Material supplied:
Begin

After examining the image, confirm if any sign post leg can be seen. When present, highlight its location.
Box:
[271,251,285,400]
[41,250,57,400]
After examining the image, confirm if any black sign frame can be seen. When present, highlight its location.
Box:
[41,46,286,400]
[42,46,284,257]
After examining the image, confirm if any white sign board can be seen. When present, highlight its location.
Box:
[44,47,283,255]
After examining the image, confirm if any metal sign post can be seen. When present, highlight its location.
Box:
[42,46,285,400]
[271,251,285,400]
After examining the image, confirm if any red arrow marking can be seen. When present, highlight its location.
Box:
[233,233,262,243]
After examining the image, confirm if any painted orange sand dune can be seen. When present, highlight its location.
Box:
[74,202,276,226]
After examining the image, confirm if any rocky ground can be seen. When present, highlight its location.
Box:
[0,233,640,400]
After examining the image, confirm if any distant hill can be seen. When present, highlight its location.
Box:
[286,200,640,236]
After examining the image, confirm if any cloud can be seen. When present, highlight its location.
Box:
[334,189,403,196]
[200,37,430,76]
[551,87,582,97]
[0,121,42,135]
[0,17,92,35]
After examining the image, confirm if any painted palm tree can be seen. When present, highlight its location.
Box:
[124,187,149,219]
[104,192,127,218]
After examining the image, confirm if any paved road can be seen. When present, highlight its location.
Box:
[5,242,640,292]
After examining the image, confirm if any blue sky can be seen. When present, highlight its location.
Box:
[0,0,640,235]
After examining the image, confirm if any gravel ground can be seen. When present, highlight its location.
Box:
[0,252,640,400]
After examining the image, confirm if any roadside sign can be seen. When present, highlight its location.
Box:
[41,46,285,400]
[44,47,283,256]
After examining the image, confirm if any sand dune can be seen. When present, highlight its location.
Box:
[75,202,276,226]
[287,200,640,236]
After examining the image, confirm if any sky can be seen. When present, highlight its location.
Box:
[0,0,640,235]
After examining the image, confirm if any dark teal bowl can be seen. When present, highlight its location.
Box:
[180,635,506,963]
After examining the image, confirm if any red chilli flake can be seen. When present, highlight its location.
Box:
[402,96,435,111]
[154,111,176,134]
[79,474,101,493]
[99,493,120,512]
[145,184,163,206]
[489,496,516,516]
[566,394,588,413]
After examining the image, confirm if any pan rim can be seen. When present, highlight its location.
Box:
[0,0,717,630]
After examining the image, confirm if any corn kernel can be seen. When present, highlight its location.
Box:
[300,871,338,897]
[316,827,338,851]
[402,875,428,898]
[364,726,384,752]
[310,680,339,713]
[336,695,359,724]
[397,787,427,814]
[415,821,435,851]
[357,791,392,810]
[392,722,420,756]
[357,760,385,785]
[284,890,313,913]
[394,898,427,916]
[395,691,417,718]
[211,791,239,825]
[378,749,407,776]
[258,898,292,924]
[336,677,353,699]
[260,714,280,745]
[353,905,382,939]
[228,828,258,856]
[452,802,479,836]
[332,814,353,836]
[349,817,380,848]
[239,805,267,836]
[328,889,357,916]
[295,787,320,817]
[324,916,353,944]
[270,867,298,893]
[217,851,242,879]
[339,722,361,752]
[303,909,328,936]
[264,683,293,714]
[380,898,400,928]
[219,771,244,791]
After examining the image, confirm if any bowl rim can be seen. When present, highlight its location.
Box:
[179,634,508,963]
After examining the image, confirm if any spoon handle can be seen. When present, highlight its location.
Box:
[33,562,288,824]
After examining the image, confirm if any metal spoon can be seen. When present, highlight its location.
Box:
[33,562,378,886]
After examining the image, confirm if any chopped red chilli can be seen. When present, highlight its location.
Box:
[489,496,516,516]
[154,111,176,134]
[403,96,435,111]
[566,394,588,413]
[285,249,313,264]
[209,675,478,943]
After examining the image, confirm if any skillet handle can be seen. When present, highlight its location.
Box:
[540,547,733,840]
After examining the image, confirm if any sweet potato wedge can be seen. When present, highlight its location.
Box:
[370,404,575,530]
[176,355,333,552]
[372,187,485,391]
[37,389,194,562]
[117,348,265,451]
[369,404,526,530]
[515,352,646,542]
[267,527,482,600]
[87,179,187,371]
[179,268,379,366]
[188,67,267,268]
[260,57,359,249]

End

Set problem: Count the lines in the material above that contain the word "post", and reply with the number alone.

Result of this task: 2